--- Begin Given data ---
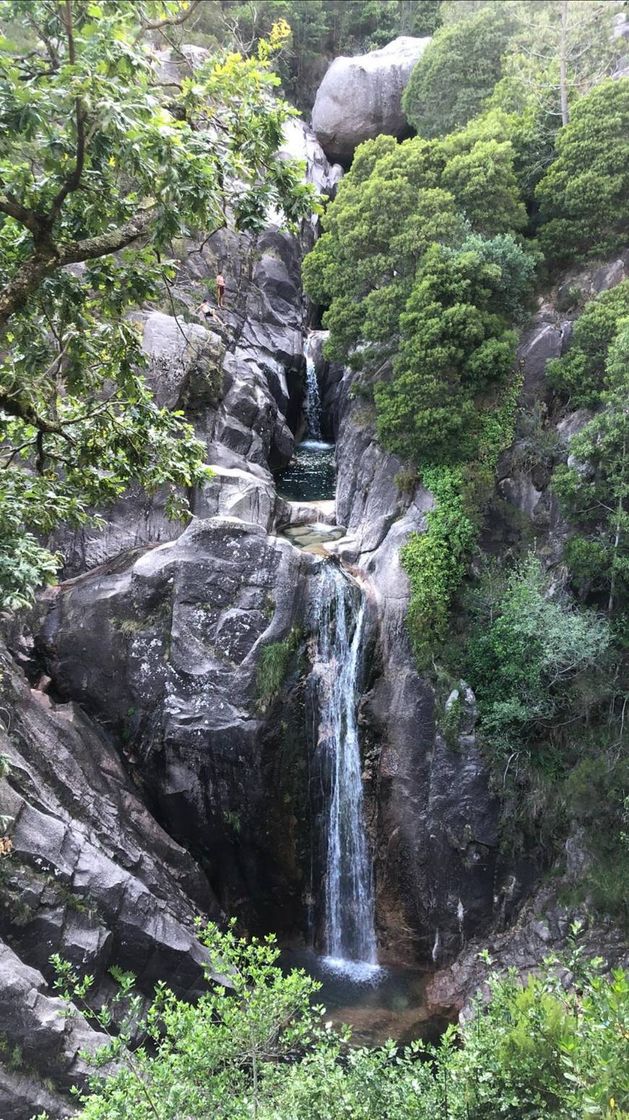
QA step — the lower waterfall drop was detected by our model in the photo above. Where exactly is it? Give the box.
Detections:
[315,563,378,979]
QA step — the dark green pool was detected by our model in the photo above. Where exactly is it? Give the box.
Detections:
[276,439,336,502]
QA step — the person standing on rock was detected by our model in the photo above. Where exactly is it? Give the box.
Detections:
[216,272,225,307]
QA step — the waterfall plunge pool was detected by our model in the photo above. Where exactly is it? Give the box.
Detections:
[276,439,336,502]
[281,949,450,1046]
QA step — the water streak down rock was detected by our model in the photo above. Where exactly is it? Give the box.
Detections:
[313,563,377,965]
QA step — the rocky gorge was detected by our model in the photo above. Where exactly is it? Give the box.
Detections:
[0,26,629,1120]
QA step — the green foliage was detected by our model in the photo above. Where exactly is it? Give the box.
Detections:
[547,280,629,408]
[255,629,300,707]
[302,136,463,358]
[441,112,527,237]
[403,3,514,137]
[303,124,531,364]
[553,320,629,614]
[38,926,629,1120]
[401,467,476,666]
[374,236,523,464]
[191,0,440,109]
[466,556,610,756]
[0,0,311,608]
[537,78,629,264]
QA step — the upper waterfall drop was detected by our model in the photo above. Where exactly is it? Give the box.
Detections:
[315,563,378,979]
[303,330,322,440]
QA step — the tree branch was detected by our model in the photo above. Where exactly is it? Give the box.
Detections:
[0,206,158,329]
[133,0,200,45]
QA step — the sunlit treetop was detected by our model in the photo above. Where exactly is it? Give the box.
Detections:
[0,0,313,607]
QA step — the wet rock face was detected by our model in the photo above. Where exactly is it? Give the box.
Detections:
[44,517,317,932]
[312,36,430,167]
[53,119,341,578]
[0,654,220,1120]
[331,373,498,964]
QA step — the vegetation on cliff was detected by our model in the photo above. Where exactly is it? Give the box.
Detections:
[0,0,312,608]
[38,926,629,1120]
[304,2,629,921]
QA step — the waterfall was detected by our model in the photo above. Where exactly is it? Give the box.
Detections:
[303,330,321,440]
[315,563,377,976]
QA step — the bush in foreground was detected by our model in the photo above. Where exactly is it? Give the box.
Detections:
[38,925,629,1120]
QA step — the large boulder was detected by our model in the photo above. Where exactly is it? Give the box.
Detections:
[312,36,430,166]
[40,519,320,934]
[0,652,220,1120]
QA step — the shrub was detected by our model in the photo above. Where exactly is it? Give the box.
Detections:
[374,243,526,465]
[38,926,629,1120]
[546,280,629,408]
[466,556,610,754]
[401,467,476,666]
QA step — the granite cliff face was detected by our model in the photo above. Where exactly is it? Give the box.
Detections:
[0,40,627,1120]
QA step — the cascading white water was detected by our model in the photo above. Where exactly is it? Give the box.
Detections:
[315,564,377,978]
[303,332,321,440]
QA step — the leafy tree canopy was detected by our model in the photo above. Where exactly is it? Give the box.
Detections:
[186,0,440,109]
[537,78,629,264]
[466,556,610,754]
[546,280,629,408]
[0,0,311,607]
[303,119,525,374]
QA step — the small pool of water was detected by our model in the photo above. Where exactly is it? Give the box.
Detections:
[278,439,336,502]
[282,950,448,1046]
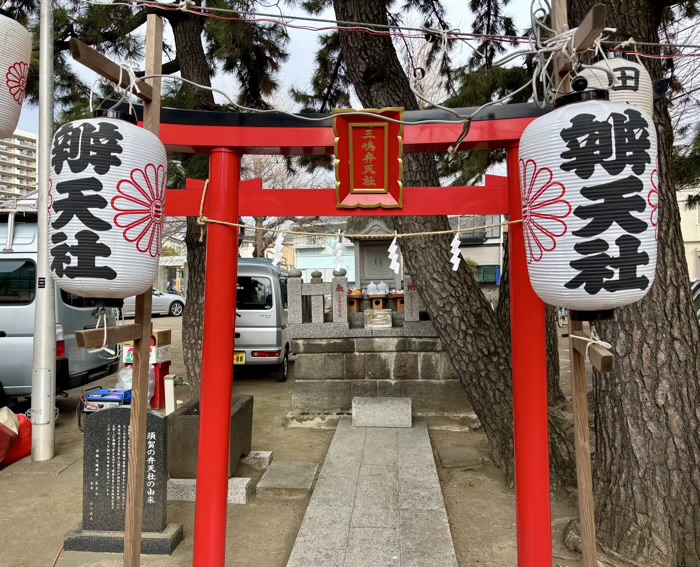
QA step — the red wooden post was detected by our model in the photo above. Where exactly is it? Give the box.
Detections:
[193,148,241,567]
[508,146,552,567]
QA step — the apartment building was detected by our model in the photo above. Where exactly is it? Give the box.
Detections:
[0,130,37,197]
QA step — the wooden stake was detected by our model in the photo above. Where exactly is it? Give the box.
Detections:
[124,14,163,567]
[569,313,598,567]
[552,0,605,567]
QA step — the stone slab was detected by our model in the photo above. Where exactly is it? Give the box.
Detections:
[166,395,254,478]
[287,545,345,567]
[168,477,252,504]
[401,380,472,415]
[438,446,484,469]
[287,418,457,567]
[241,451,272,471]
[292,379,352,413]
[344,528,401,567]
[83,407,168,533]
[352,397,412,428]
[292,339,355,354]
[255,461,318,498]
[64,524,182,555]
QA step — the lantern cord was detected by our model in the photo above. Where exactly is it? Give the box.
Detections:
[197,179,523,242]
[570,327,612,360]
[88,307,117,359]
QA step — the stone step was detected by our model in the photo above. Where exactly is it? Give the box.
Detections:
[287,419,457,567]
[241,451,272,471]
[255,461,318,499]
[168,477,252,504]
[352,397,412,427]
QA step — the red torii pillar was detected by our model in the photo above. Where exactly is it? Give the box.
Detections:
[161,111,552,567]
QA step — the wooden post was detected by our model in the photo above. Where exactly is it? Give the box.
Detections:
[552,0,606,567]
[124,14,163,567]
[569,313,598,567]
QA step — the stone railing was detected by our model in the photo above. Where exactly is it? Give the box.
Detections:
[287,269,420,325]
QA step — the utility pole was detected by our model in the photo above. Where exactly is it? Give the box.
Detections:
[32,0,56,461]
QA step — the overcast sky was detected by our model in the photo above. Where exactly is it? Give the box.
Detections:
[18,0,530,132]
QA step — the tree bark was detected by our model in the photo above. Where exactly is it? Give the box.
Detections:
[165,12,214,390]
[569,0,700,567]
[333,0,573,485]
[496,232,566,408]
[182,217,205,398]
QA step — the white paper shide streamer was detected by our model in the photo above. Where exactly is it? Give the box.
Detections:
[389,237,401,274]
[49,116,168,299]
[272,234,284,266]
[450,234,462,272]
[0,13,32,138]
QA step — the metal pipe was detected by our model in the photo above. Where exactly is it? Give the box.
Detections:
[3,213,17,253]
[32,0,56,461]
[508,146,552,567]
[193,148,241,567]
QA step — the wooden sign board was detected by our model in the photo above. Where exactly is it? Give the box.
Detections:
[333,108,403,209]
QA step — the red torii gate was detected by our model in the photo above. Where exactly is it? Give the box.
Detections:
[160,104,552,567]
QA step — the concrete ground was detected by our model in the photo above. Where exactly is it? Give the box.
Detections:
[0,318,580,567]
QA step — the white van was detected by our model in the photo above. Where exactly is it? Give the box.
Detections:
[233,258,291,382]
[0,200,119,407]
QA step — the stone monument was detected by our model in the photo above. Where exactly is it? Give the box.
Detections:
[65,407,182,555]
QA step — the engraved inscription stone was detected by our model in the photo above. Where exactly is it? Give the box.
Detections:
[83,408,167,532]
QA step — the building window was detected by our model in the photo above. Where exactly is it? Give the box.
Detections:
[474,266,498,284]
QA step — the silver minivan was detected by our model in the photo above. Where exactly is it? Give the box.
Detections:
[233,258,291,382]
[0,210,119,406]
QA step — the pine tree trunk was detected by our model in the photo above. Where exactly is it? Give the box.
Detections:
[569,0,700,567]
[333,0,574,485]
[182,217,207,397]
[165,12,214,397]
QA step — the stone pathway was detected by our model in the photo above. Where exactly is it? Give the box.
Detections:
[287,420,457,567]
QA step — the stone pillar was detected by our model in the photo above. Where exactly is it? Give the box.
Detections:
[331,268,348,323]
[311,271,325,323]
[404,275,420,323]
[287,270,304,325]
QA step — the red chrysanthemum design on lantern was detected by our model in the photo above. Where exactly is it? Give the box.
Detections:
[5,61,29,105]
[112,164,167,258]
[520,159,571,263]
[647,169,659,239]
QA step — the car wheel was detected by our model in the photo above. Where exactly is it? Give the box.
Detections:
[275,348,289,382]
[170,301,185,317]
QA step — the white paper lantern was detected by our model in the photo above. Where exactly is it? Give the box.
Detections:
[49,108,167,298]
[0,11,32,138]
[520,91,658,318]
[578,57,654,116]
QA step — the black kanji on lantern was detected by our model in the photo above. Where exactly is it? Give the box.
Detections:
[51,230,117,280]
[560,109,651,179]
[564,234,649,295]
[573,175,648,238]
[52,177,112,230]
[51,232,71,278]
[612,67,639,92]
[51,122,124,175]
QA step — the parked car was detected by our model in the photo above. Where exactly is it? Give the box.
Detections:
[123,288,185,317]
[0,210,119,406]
[233,258,291,382]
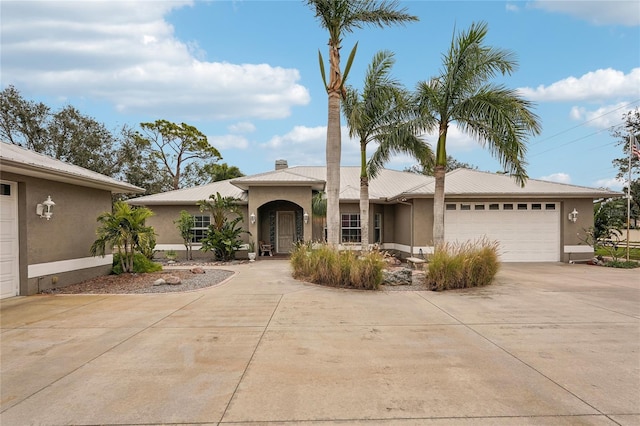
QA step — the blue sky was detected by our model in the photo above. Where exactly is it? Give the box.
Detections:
[0,0,640,189]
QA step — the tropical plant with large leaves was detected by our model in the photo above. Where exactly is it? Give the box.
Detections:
[342,51,433,251]
[416,22,541,245]
[307,0,418,246]
[89,201,155,272]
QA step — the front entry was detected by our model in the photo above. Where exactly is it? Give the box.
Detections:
[276,212,296,253]
[0,181,20,299]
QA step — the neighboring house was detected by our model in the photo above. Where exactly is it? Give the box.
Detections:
[129,160,622,262]
[0,142,144,298]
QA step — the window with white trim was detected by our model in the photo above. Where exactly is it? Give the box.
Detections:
[373,213,382,243]
[191,215,211,243]
[342,213,362,243]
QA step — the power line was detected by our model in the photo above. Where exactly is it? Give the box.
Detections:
[531,99,640,145]
[529,126,615,157]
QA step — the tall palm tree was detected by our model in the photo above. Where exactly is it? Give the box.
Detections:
[306,0,418,246]
[416,22,541,245]
[342,51,433,251]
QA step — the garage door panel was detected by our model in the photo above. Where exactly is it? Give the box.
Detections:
[445,202,560,262]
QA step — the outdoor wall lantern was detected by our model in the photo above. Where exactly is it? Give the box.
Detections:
[36,195,56,220]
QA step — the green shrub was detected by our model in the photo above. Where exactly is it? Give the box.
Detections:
[426,239,500,291]
[604,260,640,269]
[291,242,384,290]
[111,253,162,275]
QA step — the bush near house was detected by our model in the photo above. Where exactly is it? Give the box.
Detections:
[111,253,162,275]
[426,239,500,291]
[291,242,385,290]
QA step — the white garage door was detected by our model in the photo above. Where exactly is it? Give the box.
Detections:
[444,201,560,262]
[0,181,20,299]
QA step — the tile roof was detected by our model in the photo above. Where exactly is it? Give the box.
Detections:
[125,166,623,205]
[127,179,249,205]
[400,169,623,198]
[0,142,144,193]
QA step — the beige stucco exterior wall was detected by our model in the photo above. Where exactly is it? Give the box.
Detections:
[0,173,111,295]
[413,198,433,250]
[142,205,250,260]
[393,203,412,247]
[560,198,593,262]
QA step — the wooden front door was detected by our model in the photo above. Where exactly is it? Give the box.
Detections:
[276,212,296,253]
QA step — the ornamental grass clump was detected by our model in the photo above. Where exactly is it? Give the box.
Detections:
[291,243,384,290]
[426,239,500,291]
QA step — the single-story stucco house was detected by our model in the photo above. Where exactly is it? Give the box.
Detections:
[129,160,622,262]
[0,142,144,298]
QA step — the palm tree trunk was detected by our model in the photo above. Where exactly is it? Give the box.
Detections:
[326,40,344,247]
[433,165,446,247]
[360,176,369,252]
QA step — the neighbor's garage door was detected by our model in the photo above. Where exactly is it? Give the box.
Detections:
[444,202,560,262]
[0,181,20,299]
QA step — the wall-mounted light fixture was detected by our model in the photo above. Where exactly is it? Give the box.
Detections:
[36,195,56,220]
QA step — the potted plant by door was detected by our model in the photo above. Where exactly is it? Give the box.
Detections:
[248,240,256,262]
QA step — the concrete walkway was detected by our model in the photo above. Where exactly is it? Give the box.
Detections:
[0,261,640,426]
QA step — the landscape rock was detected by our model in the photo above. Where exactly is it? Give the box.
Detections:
[382,268,412,285]
[164,275,182,285]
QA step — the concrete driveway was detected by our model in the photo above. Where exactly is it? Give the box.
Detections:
[0,261,640,425]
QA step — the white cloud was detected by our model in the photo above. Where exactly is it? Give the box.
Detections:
[505,3,520,12]
[228,121,256,133]
[593,178,626,190]
[570,102,632,129]
[518,68,640,102]
[1,1,310,120]
[207,135,249,150]
[531,0,640,26]
[261,126,364,166]
[538,172,571,183]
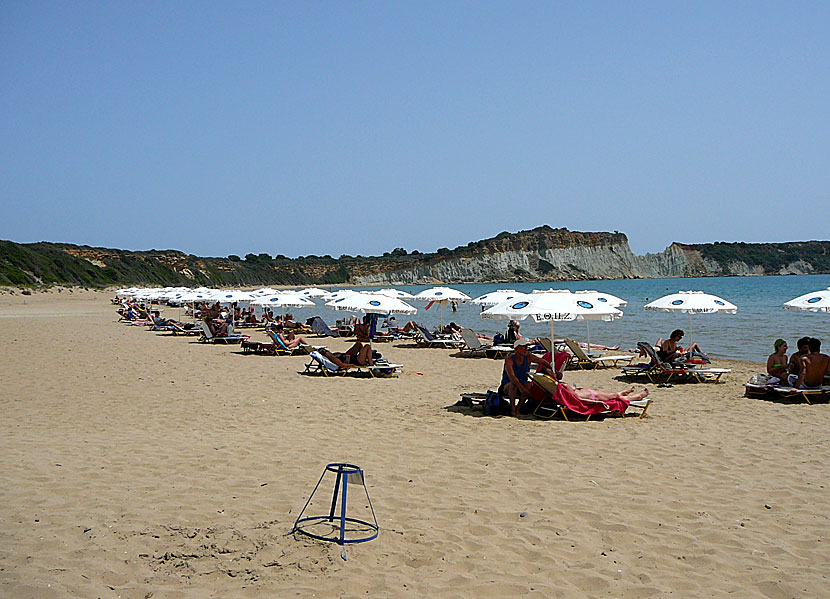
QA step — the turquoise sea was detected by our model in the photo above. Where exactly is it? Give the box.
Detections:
[288,275,830,361]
--- End Given data ---
### Work to do
Give the lines of the records as a JSON list of strings, one string per line, starting with the line that contains "QA step — the silver" and going on through the line that contains "[89,201,155,272]". Leave out blank lines and pictures.

### Output for this exercise
[
  "QA step — the silver minivan was detected by our model in the photo above. Where exactly is it? Give the box.",
  "Detections:",
  "[233,258,291,382]",
  "[0,210,119,406]",
  "QA step — the pine tree trunk was detected by our model in the photo above. Where exactly is it? Give the box.",
  "Detections:",
  "[569,0,700,567]",
  "[333,0,574,485]",
  "[182,217,207,397]",
  "[165,12,214,397]",
  "QA step — the stone pathway was detected by our model in the photo above. Where exactly is it? Give the box.",
  "Detections:",
  "[287,420,457,567]",
  "QA step — the stone pillar was detected by our model in the photo above. Where exactly is it? Give the box.",
  "Detections:",
  "[331,268,348,323]",
  "[311,271,325,323]",
  "[404,275,420,323]",
  "[287,270,304,325]",
  "QA step — the red chrysanthemum design on lantern was detected by our model in the photo above. Where exactly is it? Give the box.",
  "Detections:",
  "[5,61,29,105]",
  "[112,164,167,258]",
  "[520,159,571,263]",
  "[647,169,659,239]",
  "QA step — the car wheel was detected by our model in the photo above. Where exactly is it? Give the box.",
  "Detections:",
  "[275,348,289,382]",
  "[170,301,185,317]",
  "QA step — the white paper lantern was detected by our model in the photo above. Where exactly is it? Give the box.",
  "Detections:",
  "[49,108,167,298]",
  "[0,11,32,138]",
  "[520,91,658,318]",
  "[578,57,654,116]",
  "QA step — the black kanji on lantern was detected by our model in the photo above. Where exactly is it? Give the box.",
  "Detections:",
  "[51,230,117,280]",
  "[560,109,651,179]",
  "[564,234,649,295]",
  "[573,175,648,238]",
  "[52,177,112,230]",
  "[51,232,71,278]",
  "[612,67,639,92]",
  "[51,122,124,175]",
  "QA step — the parked car was detected by our model in the photo above. Where exactly is it? Give the box.",
  "Detections:",
  "[123,288,185,317]",
  "[0,210,119,406]",
  "[233,258,291,382]",
  "QA step — the blue sky was detected by our model in the photo above. Where exactly is it? Give the box.",
  "Detections:",
  "[0,0,640,189]",
  "QA step — the tropical plant with large leaves was detected by our model in the photo above. Where exactly is it? Give the box.",
  "Detections:",
  "[342,51,433,251]",
  "[416,22,541,245]",
  "[307,0,418,246]",
  "[89,201,155,272]"
]